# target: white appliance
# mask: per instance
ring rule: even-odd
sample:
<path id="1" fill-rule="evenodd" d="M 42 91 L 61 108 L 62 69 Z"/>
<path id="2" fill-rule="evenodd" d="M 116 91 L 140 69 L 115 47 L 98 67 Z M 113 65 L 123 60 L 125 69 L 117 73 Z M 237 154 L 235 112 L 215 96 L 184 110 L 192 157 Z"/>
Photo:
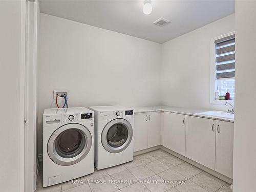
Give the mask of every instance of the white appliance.
<path id="1" fill-rule="evenodd" d="M 121 106 L 89 108 L 95 115 L 96 168 L 101 169 L 133 160 L 133 109 Z"/>
<path id="2" fill-rule="evenodd" d="M 93 111 L 47 109 L 43 119 L 43 187 L 94 172 Z"/>

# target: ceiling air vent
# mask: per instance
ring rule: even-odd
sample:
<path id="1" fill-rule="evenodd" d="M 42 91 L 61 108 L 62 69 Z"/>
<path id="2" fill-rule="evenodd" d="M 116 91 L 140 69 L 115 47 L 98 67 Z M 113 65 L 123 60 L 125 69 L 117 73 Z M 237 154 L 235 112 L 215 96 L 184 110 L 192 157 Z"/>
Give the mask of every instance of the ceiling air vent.
<path id="1" fill-rule="evenodd" d="M 156 20 L 153 23 L 153 24 L 156 24 L 156 25 L 158 25 L 159 26 L 163 26 L 165 24 L 169 23 L 170 21 L 168 19 L 166 19 L 166 18 L 161 17 L 159 18 L 158 19 Z"/>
*-*-*
*Task goal*.
Are you able to set down all the lines above exactly, without any pictures?

*Solution*.
# target: white appliance
# mask: per instance
ring rule: even-odd
sample:
<path id="1" fill-rule="evenodd" d="M 42 91 L 61 108 L 62 69 Z"/>
<path id="2" fill-rule="evenodd" d="M 116 91 L 140 69 L 115 47 L 98 67 Z M 113 65 L 123 60 L 125 69 L 117 73 Z M 237 154 L 235 112 L 215 96 L 184 110 L 192 157 Z"/>
Photo:
Give the mask of every instance of the white appliance.
<path id="1" fill-rule="evenodd" d="M 121 106 L 89 108 L 95 115 L 96 168 L 101 169 L 133 160 L 133 109 Z"/>
<path id="2" fill-rule="evenodd" d="M 93 111 L 47 109 L 43 119 L 43 187 L 94 172 Z"/>

# target: ceiling air vent
# mask: per instance
ring rule: even-odd
sample:
<path id="1" fill-rule="evenodd" d="M 42 91 L 61 108 L 62 69 Z"/>
<path id="2" fill-rule="evenodd" d="M 116 91 L 140 69 L 115 47 L 98 67 Z M 113 65 L 123 60 L 125 69 L 117 73 Z M 237 154 L 235 112 L 215 96 L 184 110 L 192 157 Z"/>
Give the mask of every instance of the ceiling air vent.
<path id="1" fill-rule="evenodd" d="M 156 20 L 153 23 L 153 24 L 156 24 L 156 25 L 158 25 L 159 26 L 163 26 L 165 24 L 169 23 L 170 21 L 168 19 L 166 19 L 166 18 L 161 17 L 159 18 L 158 19 Z"/>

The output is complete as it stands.